TEXT BLOCK:
########################################
Opinion: "At a work-shop with young people from 14 countries in Borjomi last weekend I was once more reminded of the great resource of hope, ideas, energy and good will that lies largely untapped, but that is much needed if we are going to seriously engage in tackling global and regional challenges ahead", writes Dennis Sammut in this op-ed.

I spent last weekend in the Georgian town of Borjomi, together with a group of forty-five mainly young people, discussing global and regional issues. Whilst many of the participants were from the Caucasus region, others came from other parts of Europe and its neighbourhood.

The event was an initiative of LINKS (Dialogue, Analysis and Research), a small action oriented think tank with a long track record of work in the Caucasus. LINKS is twenty years old this year, and it decided to mark the occasion by going back to the Caucasus to engage with a new generation of activists and thinkers on the main issues of the day.

I have been to hundreds of such meetings over the years, but rarely have I left a meeting so hopeful and so energised. It was not simply the sense of optimism among participants and their ability to think positively and creatively that was most striking, but more so the sense of acute awareness of the challenges ahead.

The timing was not easy - Armenian and Azerbaijan participants were very much sensitive to the fact that in the previous days there had been much bloodshed in the Karabakh conflict zone - Azerbaijani civilians and teenage Armenian conscripts had lost their lives.

Beyond, the crisis in the Gulf was reaching its climax, and on the television screens images of the G20 summit in Hamburg flickered in the background reminding us all of the huge problems facing humanity. But the new generation is no longer willing to accept simplistic answers to complex problems.

The challenge of how to receive and digest information in today's global information jungle may seem daunting, but young people appear to be more discerning than their elders - not quite immune yet to fake news and disinformation, but certainly more aware of it. Social and civil activism is now also taking new forms, cleverly manoeuvring around ever emerging constraints. This is also happening on the global arena where a "third generation" of public diplomacy initiatives and ideas is slowly emerging leaving traditional diplomacy struggling to catch up.
########################################
ITEMS:
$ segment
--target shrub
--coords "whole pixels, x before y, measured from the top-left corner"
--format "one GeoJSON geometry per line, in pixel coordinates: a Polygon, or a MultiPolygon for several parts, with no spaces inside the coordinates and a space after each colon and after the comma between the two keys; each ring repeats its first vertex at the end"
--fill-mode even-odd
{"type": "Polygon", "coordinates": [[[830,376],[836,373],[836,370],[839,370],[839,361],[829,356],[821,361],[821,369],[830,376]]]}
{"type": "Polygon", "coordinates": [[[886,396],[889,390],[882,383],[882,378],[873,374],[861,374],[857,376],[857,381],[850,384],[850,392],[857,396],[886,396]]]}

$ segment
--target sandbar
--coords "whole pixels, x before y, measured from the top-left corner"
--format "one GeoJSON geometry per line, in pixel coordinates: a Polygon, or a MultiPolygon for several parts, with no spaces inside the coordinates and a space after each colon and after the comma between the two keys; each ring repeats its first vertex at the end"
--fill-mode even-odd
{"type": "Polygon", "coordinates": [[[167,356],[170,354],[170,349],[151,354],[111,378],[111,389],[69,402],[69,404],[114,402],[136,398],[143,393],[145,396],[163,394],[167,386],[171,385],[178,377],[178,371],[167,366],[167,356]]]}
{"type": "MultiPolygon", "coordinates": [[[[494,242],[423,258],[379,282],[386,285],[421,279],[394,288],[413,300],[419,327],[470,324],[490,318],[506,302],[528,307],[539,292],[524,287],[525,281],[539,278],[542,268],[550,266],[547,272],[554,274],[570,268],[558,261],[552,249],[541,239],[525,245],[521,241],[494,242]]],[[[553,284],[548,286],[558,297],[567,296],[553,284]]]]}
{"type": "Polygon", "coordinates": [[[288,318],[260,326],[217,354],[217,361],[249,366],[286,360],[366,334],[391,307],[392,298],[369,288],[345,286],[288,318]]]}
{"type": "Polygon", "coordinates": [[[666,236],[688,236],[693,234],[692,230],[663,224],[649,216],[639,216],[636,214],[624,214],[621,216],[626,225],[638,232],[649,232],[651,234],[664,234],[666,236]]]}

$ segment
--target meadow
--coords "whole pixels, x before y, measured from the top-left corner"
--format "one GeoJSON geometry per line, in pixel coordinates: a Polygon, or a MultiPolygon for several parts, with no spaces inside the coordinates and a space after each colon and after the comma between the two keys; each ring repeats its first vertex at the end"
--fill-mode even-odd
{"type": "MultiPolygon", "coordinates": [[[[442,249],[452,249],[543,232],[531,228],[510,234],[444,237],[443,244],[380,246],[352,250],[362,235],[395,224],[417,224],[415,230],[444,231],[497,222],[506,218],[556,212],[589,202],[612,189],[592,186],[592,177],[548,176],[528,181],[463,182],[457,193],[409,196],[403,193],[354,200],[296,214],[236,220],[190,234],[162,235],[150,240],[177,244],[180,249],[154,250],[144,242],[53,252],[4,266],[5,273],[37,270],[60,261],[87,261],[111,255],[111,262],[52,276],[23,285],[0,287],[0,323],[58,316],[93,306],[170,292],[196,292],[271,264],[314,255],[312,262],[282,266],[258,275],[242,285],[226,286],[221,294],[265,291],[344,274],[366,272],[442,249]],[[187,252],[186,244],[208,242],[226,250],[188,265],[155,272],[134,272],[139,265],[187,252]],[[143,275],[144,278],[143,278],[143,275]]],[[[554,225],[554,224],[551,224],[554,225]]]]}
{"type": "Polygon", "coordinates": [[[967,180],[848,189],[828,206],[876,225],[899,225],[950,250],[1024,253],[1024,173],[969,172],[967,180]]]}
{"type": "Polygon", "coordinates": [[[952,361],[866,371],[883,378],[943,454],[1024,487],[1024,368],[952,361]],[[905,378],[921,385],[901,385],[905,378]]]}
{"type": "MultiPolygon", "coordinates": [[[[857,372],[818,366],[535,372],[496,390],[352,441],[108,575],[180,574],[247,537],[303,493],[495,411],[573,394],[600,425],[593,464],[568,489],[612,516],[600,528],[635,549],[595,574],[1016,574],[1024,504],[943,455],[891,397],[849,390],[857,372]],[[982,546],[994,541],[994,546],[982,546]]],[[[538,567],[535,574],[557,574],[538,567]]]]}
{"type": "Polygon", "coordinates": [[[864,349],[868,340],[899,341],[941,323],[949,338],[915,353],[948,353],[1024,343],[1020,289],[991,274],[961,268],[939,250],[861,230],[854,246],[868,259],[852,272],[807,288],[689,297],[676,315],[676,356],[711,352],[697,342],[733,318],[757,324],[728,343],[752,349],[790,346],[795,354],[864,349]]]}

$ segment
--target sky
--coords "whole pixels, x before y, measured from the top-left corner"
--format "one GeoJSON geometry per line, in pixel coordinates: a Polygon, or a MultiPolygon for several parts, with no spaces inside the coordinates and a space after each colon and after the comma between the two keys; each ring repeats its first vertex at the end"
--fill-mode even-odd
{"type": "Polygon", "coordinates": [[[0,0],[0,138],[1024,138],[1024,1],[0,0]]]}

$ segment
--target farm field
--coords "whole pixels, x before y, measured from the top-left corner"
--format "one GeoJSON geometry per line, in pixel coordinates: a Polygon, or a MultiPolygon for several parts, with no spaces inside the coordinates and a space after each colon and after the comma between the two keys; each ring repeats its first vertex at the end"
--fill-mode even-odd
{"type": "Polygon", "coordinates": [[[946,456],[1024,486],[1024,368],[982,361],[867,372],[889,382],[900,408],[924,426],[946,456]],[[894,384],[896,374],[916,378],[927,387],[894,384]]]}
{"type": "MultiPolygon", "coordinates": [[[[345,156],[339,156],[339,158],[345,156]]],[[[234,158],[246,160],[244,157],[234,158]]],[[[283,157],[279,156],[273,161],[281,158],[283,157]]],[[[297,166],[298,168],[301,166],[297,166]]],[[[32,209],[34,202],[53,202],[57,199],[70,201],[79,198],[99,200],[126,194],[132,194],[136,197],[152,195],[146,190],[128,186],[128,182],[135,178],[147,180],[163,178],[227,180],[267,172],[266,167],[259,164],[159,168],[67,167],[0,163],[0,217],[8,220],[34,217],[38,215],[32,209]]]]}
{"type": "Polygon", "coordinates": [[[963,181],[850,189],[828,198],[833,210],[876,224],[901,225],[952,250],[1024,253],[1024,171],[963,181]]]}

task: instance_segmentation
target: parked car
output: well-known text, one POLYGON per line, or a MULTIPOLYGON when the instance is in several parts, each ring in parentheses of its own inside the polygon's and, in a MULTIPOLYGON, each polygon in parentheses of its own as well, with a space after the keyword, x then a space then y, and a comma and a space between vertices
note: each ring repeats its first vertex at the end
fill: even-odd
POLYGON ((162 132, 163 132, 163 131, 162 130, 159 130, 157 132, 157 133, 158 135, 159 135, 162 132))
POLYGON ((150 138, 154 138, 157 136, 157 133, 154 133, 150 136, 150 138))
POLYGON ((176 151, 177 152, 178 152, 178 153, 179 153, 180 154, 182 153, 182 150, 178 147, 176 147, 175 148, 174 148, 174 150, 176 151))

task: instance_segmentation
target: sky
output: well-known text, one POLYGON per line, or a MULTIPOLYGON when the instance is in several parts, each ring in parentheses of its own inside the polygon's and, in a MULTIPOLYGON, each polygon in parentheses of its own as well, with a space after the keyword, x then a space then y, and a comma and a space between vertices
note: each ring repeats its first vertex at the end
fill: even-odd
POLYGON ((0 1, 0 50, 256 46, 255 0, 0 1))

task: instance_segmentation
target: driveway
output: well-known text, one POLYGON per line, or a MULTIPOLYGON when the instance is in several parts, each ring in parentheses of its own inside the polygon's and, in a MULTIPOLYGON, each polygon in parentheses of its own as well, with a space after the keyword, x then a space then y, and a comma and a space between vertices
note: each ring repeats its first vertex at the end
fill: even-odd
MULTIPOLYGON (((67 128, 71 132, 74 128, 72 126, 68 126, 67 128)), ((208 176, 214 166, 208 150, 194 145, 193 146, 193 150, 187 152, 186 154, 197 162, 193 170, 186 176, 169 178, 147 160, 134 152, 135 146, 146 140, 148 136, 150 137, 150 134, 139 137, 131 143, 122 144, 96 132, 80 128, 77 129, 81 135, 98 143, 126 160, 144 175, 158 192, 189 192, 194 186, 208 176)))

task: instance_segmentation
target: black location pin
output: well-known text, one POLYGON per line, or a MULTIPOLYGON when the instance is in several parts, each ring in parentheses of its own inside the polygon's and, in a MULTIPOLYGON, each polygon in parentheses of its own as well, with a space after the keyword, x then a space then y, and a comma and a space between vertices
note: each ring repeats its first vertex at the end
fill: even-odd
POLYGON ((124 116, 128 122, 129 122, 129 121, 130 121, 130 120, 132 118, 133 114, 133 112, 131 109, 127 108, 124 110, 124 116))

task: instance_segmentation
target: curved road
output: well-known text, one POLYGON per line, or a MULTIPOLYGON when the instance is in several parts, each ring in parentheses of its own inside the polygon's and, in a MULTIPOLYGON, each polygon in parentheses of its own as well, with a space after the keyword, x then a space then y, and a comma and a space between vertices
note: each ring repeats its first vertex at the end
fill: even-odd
########################################
Continue the op-ed about the youth workshop in Borjomi, picking up after its final sentence.

ANSWER FOR THE TASK:
In Borjomi last weekend these difficult issues could be discussed openly and calmly, and what emerged was a wealth of ideas on what can be done better in the future, and how. The tone was set by the keynote speaker, Lord Purvis of Tweed, a member of the Foreign Affairs Committee of the UK House of Lords, who presented a set of challenging and innovative ideas in an excellent and thoughtful opening presentation.

In my work I am often obliged to engage simultaneously with traditional political and diplomatic settings, and in track 2 informal and alternative frameworks. Indeed, an important part of my job is to try to bridge the two. Established politicians and diplomats are often dismissive of civil society initiatives, evaluating them as irrelevant at best. In Borjomi this weekend I was once more convinced of the folly of this approach.

There is a wealth of energy and ideas in many track 2 processes that are much needed if the big challenges of the day are to be resolved. In the Caucasus region, the EU supported EPNK initiative is now engaged in such a venture, despite the fact that the support of governments in the region, as well as the more traditional international diplomatic frameworks, is often lukewarm. Yet despite the all-round cynicism that I encounter every day in the international community, in Borjomi last weekend I was once more reminded of the great resource of hope, ideas, energy and good-will that lies largely untapped, but that is much needed if we are going to seriously engage in tackling global and regional challenges ahead. Cynics should hold their peace. Young civil society has much to give.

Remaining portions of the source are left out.